=== RECORDS ===
● ● ● ● ●

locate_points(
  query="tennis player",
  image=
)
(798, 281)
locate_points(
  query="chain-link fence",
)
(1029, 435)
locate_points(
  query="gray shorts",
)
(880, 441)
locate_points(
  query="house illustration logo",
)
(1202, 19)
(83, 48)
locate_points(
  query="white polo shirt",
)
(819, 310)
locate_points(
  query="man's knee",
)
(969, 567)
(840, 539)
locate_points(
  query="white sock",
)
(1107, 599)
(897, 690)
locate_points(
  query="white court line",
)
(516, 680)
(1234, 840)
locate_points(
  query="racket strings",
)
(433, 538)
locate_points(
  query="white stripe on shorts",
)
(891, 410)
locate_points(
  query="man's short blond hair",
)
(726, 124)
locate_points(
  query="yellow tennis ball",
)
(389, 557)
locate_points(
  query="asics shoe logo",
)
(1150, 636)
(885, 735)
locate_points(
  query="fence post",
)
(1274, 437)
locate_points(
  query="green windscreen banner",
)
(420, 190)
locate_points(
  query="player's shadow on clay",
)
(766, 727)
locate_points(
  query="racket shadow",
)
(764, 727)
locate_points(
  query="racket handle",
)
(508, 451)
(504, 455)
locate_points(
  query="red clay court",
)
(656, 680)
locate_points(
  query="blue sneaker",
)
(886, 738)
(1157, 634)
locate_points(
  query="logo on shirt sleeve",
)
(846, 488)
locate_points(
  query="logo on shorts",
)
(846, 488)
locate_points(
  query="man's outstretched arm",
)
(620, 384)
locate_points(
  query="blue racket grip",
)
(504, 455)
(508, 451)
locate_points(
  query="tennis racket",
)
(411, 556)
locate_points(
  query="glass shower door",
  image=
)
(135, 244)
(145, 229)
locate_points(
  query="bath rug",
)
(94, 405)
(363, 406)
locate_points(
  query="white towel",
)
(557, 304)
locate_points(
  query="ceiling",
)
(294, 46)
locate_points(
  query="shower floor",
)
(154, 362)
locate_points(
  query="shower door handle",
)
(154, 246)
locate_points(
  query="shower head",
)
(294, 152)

● ● ● ● ●

=== YOUR TASK ===
Rewrite all of the data above, substituting "bath mat" for "bath rug" and leaving everything else unchanged.

=== TASK SOLUTION ===
locate_points(
  query="tennis player",
  image=
)
(798, 281)
locate_points(
  query="chain-link fence",
)
(1029, 435)
locate_points(
  query="gray shorts",
)
(880, 441)
locate_points(
  query="house illustration logo",
)
(1202, 19)
(83, 48)
locate_points(
  query="white polo shirt",
)
(819, 310)
locate_points(
  query="man's knee",
)
(969, 567)
(840, 539)
locate_points(
  query="white sock",
)
(1107, 599)
(897, 690)
locate_points(
  query="white court line",
)
(516, 680)
(1234, 840)
locate_points(
  query="racket strings",
)
(433, 538)
locate_points(
  query="white stripe on shorts",
)
(891, 410)
locate_points(
  query="man's short blond hair",
)
(726, 124)
locate_points(
  query="yellow tennis ball",
)
(389, 557)
locate_points(
  query="asics shoe logo",
)
(1150, 636)
(885, 735)
locate_points(
  query="fence post",
)
(1274, 437)
locate_points(
  query="green windscreen banner",
)
(420, 190)
locate_points(
  query="player's shadow on clay",
)
(766, 727)
locate_points(
  query="racket shadow",
)
(764, 727)
locate_points(
  query="racket handle",
)
(508, 451)
(504, 455)
locate_points(
  query="red clay court",
)
(656, 680)
locate_points(
  query="blue sneaker",
)
(886, 738)
(1157, 634)
locate_points(
  query="logo on shirt sleeve",
)
(846, 488)
locate_points(
  query="logo on shorts",
)
(846, 488)
locate_points(
  query="man's outstretched arm",
)
(620, 384)
locate_points(
  query="blue racket grip",
)
(504, 455)
(508, 451)
locate_points(
  query="tennis racket",
)
(411, 556)
locate_points(
  query="glass shower door",
  image=
)
(135, 244)
(145, 229)
locate_points(
  query="bath mat",
)
(94, 405)
(363, 406)
locate_points(
  query="white towel",
)
(557, 304)
locate_points(
  query="ceiling",
)
(294, 46)
locate_points(
  query="shower floor",
)
(154, 362)
locate_points(
  query="shower door handle",
)
(154, 246)
locate_points(
  query="shower head",
)
(294, 152)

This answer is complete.